Written instruction — Continue the report on Msgr. Philip Murnion's address about what the church needs the priest to be, beginning after its final sentence.
##### Page excerpt #####
What the Church Needs the Priest to be

Msgr. Philip Murnion
Origins Oct. 3, 2002 Vol.32: No. 17


The priest needs to be one who can help the parish to be, in the words of John Paul II, a school of prayer. He is the church minister who is the primary theologian in the church, for if, as David Tracy proposes, theology is the relationship between revelation and experience, no one is more consistently called to do this than the priest as preacher and teacher, Msgr. Philip Murnion, president of the National Pastoral Life Center in New York, said Sept. 9 when he spoke in Washington to a symposium at The Catholic University of America's Life Cycle Institute. The symposium explored findings of recent national studies of priests.

Murnion said the priest is the minister whose engagement in life of the local community helps to signal the sacred character of time and space. But, said Murnion, priests often recoil from descriptions of themselves as set aside to mediate the relationship of sacred and secular, fearing, reversion to special claims of privilege and wanting to avoid the situation in which the grace of charism devolved into entitlements of clericalism.
##### Record excerpts #####
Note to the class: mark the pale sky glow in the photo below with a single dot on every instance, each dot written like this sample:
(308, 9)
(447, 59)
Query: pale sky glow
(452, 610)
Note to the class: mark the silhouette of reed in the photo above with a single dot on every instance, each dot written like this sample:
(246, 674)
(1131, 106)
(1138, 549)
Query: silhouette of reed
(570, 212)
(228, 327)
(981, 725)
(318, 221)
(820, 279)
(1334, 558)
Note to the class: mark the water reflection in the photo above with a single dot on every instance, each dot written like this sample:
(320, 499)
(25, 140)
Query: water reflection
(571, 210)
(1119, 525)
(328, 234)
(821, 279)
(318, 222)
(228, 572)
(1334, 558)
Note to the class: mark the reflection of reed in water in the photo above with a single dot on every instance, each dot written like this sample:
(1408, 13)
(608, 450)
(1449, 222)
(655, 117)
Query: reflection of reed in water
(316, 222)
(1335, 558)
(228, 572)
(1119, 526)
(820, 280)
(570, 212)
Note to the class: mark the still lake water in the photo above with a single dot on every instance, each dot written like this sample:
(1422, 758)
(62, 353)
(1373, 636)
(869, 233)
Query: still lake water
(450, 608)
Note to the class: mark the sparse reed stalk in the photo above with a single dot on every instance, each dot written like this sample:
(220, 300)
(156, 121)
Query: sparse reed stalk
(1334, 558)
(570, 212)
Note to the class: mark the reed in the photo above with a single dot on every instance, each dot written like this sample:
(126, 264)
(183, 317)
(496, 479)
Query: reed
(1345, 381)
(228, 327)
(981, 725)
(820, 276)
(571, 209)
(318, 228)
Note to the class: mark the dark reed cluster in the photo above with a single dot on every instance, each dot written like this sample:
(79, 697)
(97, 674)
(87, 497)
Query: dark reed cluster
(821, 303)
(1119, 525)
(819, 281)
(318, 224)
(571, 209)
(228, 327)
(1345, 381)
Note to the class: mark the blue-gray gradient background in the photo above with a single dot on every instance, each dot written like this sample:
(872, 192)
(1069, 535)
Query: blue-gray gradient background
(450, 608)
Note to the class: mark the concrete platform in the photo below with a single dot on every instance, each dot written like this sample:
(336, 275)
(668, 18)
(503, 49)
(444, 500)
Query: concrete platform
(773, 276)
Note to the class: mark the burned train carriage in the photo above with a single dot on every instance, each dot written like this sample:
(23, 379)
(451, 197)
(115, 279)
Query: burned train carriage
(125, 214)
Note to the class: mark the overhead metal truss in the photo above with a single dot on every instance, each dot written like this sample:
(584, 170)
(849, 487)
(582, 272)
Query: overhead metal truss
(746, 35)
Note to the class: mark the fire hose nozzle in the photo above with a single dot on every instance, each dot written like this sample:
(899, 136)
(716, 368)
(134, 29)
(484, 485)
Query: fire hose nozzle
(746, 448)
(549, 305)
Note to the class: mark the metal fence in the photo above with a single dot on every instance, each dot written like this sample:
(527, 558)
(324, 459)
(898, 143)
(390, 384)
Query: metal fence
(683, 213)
#####
Task response —
If the priest is to be different without reverting to differences of status and privilege . . . it will be because we will foster a priesthood whose theology and spirituality, whose sense of shared priesthood with the people, and shared ministry with the women and men in parish ministry enable him to help people be aware of the presence of Jesus in sacrament and their community, in family and work.

Murnion said that to fulfill such a role, the priest needs a continually maturing and theologically grounded spirituality. Unfortunately, the life and culture of the priest do little to foster that.

Murnion reflected on priesthood under three headings: pastor, presbyter ("the relationship of priests with one another and the bishops is at stake here") and priest.

Murnion said, important as it is to enable priests to be effective pastors . . . and to be united in a presbyterate . . . the church needs the priest to be the minister of the sacred, not an employee of the organization.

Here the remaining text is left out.